*** Begin section ***

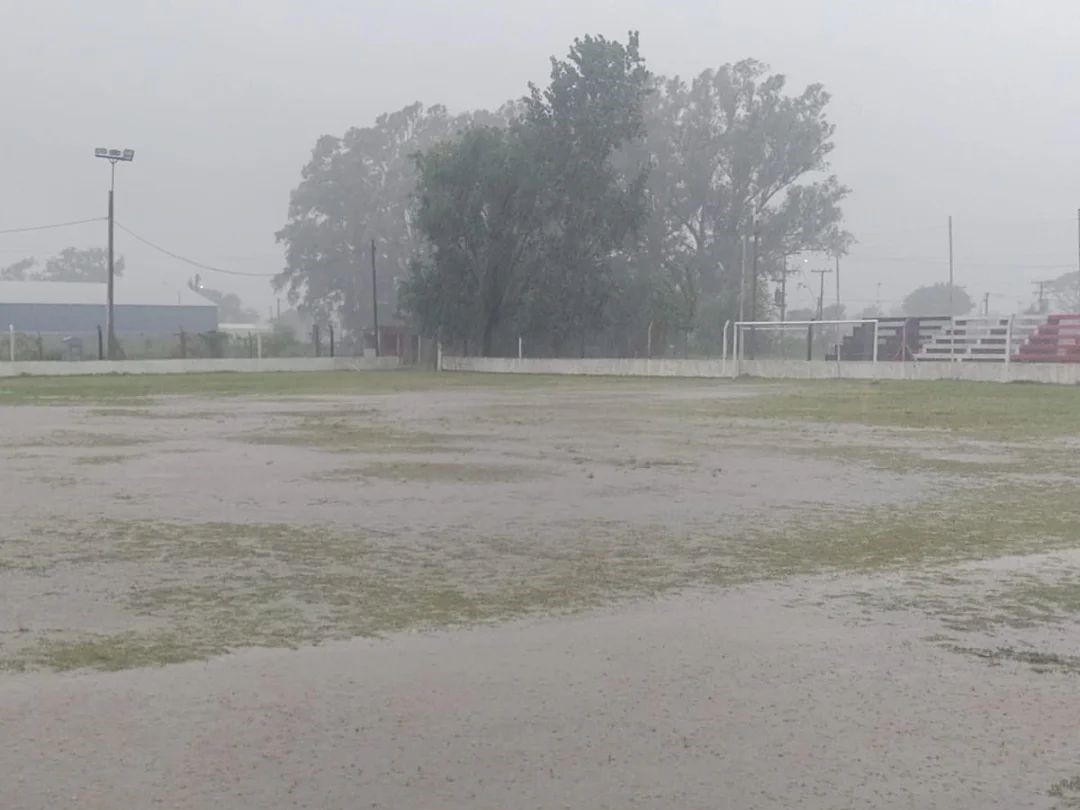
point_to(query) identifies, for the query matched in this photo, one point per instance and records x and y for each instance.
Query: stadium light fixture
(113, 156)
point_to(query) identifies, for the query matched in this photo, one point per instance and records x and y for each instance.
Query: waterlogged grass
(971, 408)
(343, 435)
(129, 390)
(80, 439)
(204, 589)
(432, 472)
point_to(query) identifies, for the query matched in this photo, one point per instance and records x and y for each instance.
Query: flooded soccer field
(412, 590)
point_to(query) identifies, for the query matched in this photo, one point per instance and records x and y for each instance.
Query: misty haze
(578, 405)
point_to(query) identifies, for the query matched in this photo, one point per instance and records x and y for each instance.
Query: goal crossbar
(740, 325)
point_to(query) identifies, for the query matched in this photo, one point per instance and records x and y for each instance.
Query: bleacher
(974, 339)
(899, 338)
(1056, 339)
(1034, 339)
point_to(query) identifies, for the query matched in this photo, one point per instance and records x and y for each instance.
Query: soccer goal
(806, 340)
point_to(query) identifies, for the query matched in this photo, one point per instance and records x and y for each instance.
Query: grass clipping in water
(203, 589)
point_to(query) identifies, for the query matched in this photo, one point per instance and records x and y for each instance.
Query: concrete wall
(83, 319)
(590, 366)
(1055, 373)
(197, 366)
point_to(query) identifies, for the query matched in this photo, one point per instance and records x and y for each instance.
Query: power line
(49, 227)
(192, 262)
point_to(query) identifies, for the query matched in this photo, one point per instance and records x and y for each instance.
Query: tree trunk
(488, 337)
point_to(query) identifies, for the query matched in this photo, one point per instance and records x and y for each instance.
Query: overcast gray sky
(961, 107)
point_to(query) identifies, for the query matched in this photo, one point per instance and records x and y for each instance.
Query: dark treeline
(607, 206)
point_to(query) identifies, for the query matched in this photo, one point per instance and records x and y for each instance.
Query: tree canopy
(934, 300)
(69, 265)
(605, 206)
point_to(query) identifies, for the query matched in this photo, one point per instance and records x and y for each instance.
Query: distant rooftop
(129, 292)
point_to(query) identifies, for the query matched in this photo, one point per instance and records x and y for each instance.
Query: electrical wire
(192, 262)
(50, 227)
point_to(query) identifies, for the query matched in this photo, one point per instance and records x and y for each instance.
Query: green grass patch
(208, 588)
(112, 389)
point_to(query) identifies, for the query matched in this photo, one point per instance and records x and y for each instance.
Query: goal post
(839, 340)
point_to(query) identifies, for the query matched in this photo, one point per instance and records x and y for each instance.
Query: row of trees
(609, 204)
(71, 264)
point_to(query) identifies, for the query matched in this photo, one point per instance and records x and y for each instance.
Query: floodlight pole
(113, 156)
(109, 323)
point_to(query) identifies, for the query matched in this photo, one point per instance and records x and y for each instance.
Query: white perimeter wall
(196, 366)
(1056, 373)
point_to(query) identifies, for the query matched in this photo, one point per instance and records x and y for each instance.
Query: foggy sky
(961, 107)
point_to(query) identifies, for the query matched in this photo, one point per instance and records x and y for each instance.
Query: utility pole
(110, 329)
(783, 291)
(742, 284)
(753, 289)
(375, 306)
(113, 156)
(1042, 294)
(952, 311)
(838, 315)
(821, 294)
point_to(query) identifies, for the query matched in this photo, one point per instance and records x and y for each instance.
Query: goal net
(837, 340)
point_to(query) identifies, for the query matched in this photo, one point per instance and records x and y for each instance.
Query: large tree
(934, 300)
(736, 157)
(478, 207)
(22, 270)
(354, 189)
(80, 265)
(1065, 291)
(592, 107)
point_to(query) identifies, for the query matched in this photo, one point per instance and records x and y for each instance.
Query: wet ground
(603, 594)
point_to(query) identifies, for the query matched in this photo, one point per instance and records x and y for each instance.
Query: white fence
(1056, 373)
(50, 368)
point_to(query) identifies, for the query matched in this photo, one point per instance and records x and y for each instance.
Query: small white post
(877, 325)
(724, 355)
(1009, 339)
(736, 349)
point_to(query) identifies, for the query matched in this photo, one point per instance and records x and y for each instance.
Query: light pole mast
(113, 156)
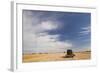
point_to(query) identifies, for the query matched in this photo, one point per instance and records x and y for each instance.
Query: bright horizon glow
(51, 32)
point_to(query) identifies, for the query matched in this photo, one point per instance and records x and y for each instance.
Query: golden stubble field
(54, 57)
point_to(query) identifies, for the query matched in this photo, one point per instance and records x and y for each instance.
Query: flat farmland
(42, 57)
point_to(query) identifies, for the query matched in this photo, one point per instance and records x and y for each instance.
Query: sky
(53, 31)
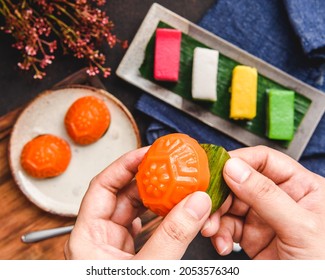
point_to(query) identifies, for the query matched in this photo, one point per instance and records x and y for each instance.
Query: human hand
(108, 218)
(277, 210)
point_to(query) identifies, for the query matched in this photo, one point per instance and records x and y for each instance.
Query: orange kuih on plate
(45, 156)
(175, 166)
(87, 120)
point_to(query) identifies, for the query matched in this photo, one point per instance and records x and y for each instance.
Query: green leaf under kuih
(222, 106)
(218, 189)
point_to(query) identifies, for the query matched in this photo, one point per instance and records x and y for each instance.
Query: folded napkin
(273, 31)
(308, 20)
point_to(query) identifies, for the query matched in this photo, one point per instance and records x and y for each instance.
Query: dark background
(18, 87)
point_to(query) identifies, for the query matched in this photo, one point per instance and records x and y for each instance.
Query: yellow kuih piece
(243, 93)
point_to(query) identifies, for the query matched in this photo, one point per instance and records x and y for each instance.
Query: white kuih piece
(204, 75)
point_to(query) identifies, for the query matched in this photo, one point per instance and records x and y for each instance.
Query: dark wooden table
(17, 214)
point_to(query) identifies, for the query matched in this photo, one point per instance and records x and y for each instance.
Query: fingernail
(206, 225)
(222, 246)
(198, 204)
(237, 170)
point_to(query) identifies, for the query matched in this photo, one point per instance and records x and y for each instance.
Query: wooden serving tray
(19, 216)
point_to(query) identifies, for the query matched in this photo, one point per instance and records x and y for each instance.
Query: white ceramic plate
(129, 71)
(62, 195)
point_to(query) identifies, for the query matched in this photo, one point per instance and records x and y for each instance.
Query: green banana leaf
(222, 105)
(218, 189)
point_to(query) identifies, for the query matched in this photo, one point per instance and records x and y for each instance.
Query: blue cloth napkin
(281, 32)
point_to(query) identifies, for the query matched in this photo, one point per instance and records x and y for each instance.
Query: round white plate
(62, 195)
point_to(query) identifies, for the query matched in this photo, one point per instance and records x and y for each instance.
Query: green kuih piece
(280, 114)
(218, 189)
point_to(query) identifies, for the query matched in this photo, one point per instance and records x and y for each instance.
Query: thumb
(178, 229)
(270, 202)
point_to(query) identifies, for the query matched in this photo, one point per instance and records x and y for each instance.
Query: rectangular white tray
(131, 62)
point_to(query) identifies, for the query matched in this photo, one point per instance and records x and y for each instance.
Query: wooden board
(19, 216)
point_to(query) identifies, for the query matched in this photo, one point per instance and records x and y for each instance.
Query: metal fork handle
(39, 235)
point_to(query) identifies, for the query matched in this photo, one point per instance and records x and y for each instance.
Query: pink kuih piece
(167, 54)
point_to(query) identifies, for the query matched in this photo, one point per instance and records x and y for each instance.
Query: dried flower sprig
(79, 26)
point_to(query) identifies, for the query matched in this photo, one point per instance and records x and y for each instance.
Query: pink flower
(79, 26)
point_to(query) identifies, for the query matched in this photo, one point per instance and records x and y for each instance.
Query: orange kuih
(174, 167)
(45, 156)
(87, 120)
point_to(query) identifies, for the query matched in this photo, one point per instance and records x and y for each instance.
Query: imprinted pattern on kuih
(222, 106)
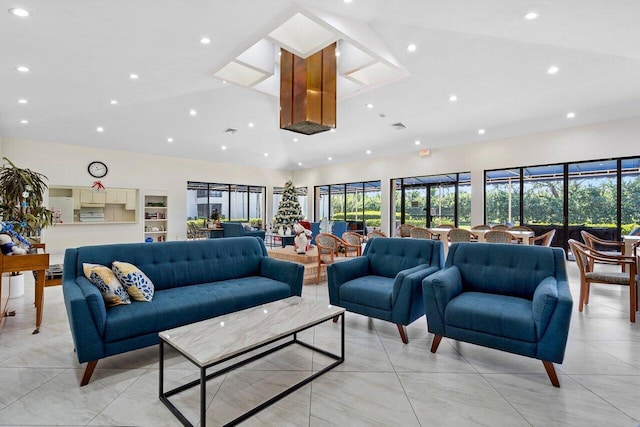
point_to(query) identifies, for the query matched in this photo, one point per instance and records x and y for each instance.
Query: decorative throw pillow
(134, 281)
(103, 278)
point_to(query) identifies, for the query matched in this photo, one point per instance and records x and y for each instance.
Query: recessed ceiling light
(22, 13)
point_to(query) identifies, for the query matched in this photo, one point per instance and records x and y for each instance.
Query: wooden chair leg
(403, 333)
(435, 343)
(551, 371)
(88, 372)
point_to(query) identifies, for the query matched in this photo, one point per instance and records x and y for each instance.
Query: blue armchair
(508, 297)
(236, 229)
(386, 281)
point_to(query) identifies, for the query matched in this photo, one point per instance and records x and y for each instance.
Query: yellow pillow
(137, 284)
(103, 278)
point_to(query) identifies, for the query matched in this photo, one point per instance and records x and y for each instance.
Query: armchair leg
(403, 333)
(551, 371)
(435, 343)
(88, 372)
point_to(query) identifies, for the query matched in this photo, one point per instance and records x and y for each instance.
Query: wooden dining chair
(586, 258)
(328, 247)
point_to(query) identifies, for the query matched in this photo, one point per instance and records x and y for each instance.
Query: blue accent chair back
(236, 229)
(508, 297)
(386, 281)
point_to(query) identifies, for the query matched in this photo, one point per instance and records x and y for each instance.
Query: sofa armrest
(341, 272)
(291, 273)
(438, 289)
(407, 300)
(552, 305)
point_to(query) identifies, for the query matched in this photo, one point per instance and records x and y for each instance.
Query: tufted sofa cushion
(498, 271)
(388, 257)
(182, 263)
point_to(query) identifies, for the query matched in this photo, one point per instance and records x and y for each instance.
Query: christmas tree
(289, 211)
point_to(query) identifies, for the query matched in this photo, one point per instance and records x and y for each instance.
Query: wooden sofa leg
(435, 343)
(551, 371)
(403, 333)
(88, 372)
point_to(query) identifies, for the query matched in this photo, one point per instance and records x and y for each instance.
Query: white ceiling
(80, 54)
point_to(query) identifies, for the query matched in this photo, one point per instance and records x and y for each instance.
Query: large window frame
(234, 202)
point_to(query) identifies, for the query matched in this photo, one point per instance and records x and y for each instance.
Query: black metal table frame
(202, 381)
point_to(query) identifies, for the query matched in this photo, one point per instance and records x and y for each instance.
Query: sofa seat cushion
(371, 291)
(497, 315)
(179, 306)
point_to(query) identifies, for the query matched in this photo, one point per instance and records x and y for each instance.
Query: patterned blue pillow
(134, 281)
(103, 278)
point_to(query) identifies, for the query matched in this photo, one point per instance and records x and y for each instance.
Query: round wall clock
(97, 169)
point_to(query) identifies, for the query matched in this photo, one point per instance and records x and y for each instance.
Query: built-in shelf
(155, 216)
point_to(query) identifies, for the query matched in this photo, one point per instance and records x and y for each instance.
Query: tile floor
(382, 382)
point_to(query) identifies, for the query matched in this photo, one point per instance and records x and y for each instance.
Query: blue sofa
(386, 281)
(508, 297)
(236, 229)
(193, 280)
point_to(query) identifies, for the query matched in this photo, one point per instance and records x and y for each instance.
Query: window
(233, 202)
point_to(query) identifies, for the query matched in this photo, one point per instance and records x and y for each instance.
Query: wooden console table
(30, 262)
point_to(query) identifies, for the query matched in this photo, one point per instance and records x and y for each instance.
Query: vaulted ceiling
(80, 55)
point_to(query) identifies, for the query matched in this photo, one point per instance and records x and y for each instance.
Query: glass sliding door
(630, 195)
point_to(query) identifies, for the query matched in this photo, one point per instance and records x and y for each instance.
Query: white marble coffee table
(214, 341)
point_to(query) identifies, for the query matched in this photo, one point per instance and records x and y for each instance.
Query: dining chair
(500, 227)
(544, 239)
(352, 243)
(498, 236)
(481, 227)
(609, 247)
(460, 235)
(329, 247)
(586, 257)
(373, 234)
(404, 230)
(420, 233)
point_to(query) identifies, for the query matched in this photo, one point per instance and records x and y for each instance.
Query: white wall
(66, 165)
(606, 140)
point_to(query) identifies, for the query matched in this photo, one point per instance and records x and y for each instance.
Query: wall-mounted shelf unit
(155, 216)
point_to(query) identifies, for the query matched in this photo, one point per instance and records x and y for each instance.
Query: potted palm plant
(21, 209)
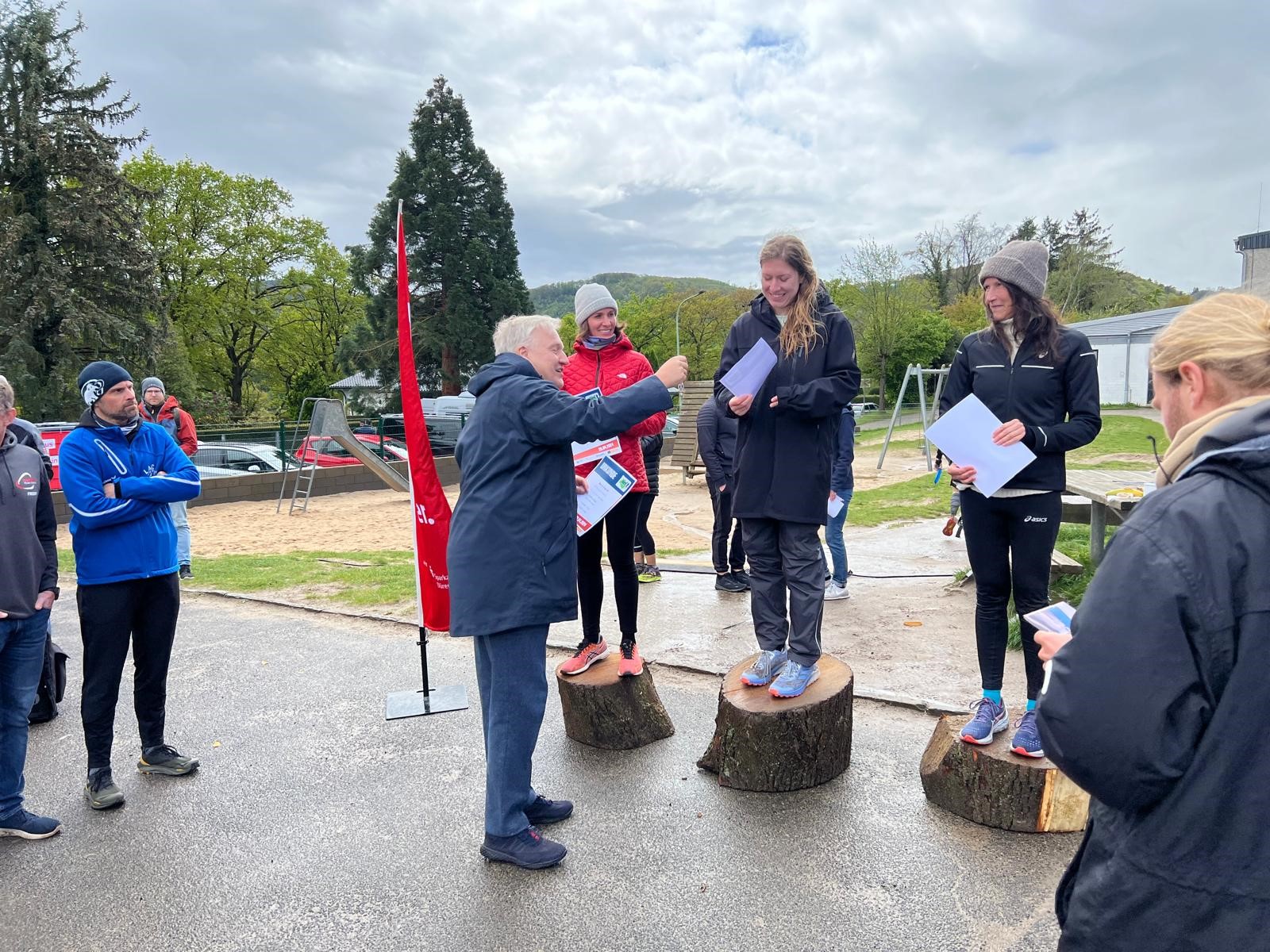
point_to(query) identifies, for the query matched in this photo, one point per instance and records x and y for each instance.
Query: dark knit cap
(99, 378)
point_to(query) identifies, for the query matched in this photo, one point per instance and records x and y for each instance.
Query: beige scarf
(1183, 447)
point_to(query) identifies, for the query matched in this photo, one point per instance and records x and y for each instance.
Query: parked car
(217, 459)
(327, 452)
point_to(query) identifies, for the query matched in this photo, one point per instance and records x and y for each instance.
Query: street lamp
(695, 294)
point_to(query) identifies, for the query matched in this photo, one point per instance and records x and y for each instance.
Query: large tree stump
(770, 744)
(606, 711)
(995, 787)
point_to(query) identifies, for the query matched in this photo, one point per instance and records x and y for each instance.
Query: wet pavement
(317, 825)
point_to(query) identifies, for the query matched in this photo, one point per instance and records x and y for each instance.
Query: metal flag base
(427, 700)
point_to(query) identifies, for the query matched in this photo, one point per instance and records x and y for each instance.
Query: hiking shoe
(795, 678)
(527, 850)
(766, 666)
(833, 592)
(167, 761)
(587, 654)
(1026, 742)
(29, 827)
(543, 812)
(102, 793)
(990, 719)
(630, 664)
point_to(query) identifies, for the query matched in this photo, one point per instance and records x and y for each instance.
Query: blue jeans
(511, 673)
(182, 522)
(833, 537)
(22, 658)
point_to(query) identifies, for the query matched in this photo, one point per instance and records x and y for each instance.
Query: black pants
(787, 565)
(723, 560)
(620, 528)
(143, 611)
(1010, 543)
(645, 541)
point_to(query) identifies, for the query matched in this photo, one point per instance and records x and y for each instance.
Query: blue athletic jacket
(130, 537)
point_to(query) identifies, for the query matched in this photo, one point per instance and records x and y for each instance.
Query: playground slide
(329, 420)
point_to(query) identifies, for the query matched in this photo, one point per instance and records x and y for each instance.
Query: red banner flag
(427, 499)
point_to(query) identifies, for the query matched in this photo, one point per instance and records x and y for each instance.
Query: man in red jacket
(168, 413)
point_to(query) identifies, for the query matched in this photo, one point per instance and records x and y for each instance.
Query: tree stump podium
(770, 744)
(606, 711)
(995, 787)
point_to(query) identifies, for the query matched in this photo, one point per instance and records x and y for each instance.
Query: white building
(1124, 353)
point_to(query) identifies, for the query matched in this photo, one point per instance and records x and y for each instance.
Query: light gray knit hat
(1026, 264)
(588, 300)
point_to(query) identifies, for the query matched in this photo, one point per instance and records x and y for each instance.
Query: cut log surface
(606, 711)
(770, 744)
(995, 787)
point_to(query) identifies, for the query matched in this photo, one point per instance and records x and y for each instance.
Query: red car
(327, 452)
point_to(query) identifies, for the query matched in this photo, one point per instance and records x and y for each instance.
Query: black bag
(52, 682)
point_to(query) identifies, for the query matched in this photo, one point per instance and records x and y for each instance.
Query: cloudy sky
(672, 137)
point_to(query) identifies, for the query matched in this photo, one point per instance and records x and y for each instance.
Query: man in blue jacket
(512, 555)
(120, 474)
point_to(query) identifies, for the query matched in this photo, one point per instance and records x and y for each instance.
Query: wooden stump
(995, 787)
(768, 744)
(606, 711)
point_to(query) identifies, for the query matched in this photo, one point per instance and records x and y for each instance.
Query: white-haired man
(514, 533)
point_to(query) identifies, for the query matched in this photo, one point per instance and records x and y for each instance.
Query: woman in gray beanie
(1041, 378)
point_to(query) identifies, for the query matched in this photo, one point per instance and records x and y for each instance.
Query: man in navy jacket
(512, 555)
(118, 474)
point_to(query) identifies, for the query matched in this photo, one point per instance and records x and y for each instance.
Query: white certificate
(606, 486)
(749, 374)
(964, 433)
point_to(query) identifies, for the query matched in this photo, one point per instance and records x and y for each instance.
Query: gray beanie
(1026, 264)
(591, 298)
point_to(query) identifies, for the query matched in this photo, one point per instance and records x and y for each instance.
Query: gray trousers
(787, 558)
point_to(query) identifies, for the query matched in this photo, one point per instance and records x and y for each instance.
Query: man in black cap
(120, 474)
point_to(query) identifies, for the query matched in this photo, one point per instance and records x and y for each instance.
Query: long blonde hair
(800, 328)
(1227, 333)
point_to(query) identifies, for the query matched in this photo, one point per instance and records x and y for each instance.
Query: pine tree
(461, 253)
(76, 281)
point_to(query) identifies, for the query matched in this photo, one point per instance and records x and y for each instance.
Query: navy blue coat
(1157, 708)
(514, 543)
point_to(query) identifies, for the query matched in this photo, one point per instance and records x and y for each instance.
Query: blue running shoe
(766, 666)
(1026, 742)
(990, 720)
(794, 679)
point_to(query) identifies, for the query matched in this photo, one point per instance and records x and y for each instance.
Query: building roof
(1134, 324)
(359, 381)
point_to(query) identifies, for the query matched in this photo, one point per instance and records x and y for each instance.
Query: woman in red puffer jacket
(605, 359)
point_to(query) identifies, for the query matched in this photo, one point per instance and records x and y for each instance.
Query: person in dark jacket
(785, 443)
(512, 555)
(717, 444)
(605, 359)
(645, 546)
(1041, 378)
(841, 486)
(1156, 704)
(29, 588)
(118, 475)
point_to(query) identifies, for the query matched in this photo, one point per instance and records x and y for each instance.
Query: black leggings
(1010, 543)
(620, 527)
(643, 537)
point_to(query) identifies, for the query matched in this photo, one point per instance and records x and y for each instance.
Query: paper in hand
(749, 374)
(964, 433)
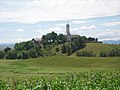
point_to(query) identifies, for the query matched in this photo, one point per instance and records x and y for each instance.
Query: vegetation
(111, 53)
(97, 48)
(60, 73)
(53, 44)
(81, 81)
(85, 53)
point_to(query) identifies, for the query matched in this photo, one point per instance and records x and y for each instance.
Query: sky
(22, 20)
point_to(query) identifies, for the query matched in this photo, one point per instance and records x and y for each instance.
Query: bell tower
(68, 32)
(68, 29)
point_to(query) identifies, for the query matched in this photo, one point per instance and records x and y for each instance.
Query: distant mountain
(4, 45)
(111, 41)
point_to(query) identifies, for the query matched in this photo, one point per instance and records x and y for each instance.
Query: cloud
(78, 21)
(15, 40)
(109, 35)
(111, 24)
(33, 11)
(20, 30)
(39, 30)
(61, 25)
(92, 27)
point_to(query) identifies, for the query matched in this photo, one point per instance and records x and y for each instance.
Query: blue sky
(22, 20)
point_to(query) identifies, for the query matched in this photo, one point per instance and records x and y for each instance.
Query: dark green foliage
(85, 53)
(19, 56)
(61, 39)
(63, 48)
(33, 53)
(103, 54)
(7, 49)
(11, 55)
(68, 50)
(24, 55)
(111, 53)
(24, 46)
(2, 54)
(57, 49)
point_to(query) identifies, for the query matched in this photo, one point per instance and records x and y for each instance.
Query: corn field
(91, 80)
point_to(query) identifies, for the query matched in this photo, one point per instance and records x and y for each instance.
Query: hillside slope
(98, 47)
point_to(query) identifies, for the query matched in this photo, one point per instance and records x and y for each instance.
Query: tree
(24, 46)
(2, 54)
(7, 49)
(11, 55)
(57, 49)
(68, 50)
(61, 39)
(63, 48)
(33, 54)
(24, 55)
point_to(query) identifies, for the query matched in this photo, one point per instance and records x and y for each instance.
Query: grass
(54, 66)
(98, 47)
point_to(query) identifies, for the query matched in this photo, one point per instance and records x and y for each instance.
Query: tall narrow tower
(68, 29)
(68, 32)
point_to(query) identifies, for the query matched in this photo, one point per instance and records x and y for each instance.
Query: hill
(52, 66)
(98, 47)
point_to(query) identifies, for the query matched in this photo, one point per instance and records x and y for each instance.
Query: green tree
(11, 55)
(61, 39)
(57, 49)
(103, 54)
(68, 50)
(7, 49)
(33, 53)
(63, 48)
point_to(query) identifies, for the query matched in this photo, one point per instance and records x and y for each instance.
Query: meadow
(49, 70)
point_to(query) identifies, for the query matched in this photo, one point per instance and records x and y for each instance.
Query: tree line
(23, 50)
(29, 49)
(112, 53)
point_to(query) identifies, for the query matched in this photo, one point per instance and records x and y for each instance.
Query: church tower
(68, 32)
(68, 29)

*** End section ***

- _EXERCISE DIRECTIONS_
Retype only the lines running from the line with "Query: tree line" to the end of the listing, including both of those lines.

- _WRITTEN SOLUTION_
Query: tree line
(23, 50)
(29, 49)
(112, 53)
point_to(query) identifies, for the query matched in this photo, one point per instance and records x and y for each instance.
Query: church tower
(68, 32)
(68, 29)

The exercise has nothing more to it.